::: Extrait choisi :::

AVANT-PROPOS

Personne ne doute aujourd'hui que l'Asie est déjà la principale aire d'expansion économique et sera, demain, le nouveau centre économique du monde.

Moteur de la croissance mondiale, c'est donc dans l'espace asiatique que se joue, au fond, la reprise de notre croissance économique dans les années à venir. De notre capacité à profiter du basculement économique du monde vers l'ère Asie-Pacifique dépend, largement, notre prospérité future, et donc la préservation de notre modèle social.

Au sein de cet ensemble asiatique, qu'il est un peu artificiel de scinder en sous-régions, l'Asie du Sud-Est 2 ( * ) attire pourtant particulièrement l'attention. Trop longtemps délaissée au profit des géants (Inde, Chine, Japon) qui focalisent toute l'attention -et les moyens ?-, elle présente en effet des caractéristiques singulières qui justifient que la commission des affaires étrangères, de la défense et des forces armées lui consacre une attention particulière.

::: Données fournies :::

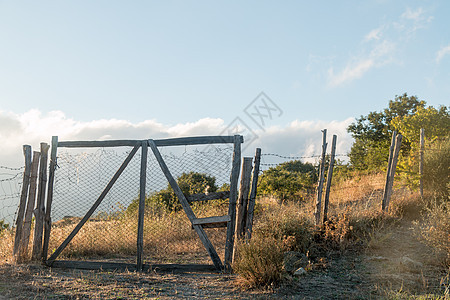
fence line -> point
(10, 186)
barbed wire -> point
(12, 169)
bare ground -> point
(397, 266)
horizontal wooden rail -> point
(211, 220)
(185, 141)
(209, 196)
(97, 265)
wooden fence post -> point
(40, 206)
(234, 181)
(422, 147)
(242, 206)
(48, 210)
(329, 177)
(321, 178)
(23, 200)
(398, 143)
(140, 237)
(388, 171)
(23, 248)
(253, 191)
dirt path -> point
(396, 266)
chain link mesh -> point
(111, 232)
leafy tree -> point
(436, 123)
(189, 183)
(288, 181)
(372, 133)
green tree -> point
(189, 183)
(372, 133)
(436, 123)
(291, 180)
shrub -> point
(436, 174)
(291, 180)
(260, 262)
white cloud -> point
(442, 52)
(375, 34)
(33, 127)
(350, 72)
(415, 15)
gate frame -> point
(197, 223)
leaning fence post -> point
(388, 171)
(234, 181)
(329, 177)
(23, 199)
(321, 178)
(48, 210)
(23, 248)
(398, 143)
(252, 199)
(40, 206)
(140, 237)
(244, 189)
(422, 146)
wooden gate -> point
(198, 224)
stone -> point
(299, 272)
(294, 260)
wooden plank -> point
(115, 266)
(187, 209)
(388, 171)
(211, 220)
(321, 179)
(58, 251)
(39, 212)
(209, 196)
(48, 210)
(422, 147)
(198, 140)
(234, 179)
(23, 200)
(253, 191)
(398, 144)
(23, 248)
(142, 183)
(242, 205)
(329, 178)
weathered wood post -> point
(23, 249)
(422, 147)
(398, 144)
(253, 191)
(321, 178)
(388, 171)
(234, 181)
(329, 177)
(242, 206)
(48, 210)
(39, 212)
(23, 200)
(140, 233)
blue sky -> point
(116, 69)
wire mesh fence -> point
(10, 187)
(111, 232)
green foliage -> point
(189, 183)
(436, 177)
(436, 123)
(291, 180)
(372, 133)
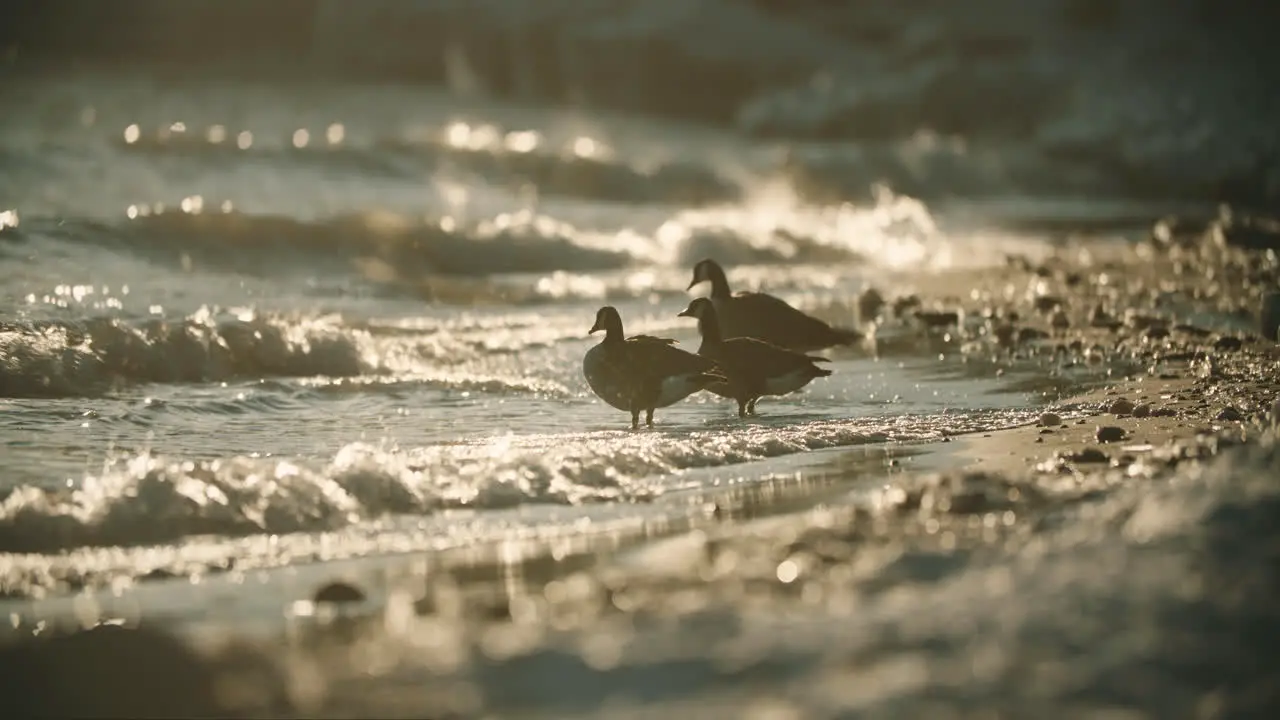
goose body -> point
(641, 373)
(753, 368)
(764, 317)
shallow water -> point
(238, 311)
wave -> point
(145, 499)
(433, 258)
(506, 158)
(88, 358)
(100, 355)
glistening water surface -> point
(234, 313)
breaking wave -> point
(145, 499)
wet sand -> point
(1114, 559)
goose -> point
(764, 317)
(753, 367)
(641, 372)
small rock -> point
(1110, 433)
(1121, 406)
(1269, 319)
(1229, 415)
(1228, 343)
(338, 593)
(1047, 302)
(869, 304)
(1089, 455)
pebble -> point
(1110, 433)
(1229, 415)
(1088, 455)
(338, 593)
(1121, 406)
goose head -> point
(607, 319)
(708, 270)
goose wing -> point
(759, 359)
(758, 314)
(659, 356)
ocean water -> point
(237, 313)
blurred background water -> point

:::

__Travail demandé__
A) Selon l'avant-propos sur l'Asie du Sud-Est, quels géants asiatiques ont accaparé l'attention au détriment de cette région ?
B) Prolongez l'avant-propos sur l'Asie du Sud-Est à partir de sa dernière phrase.

__Corrigé par tâche__
A) L'Inde, la Chine et le Japon.

B)
Zone de prospérité économique, terre d'opportunités pour nos entreprises, pays où nous avons des liens politiques et militaires forts et anciens, champ où s'exercent les grandes forces géopolitiques à l'oeuvre dans le monde contemporain, l'Asie du Sud-Est mérite aujourd'hui de remonter, sans doute à côté de l'Afrique et de la Méditerranée, d'ailleurs, dans la liste de nos centres d'intérêts prioritaires. Il existe un « moment », une opportunité offerte à l'Europe et à la France, dans cette région. L'amaigrissement continu de nos moyens diplomatiques et militaires ne doit pas nous empêcher de saisir cette « chance ». La volonté politique doit nous permettre d'y renforcer notre influence et notre présence.

C'est le double but de ce rapport d'information : sensibiliser aux opportunités que présente le sud-est asiatique, proposer une « feuille de route » d'objectifs concrets pour y renforcer, sur tous les plans (politique, économique, stratégique...) l'influence française.

L'heure est venue de reprendre pied en Asie du Sud-Est.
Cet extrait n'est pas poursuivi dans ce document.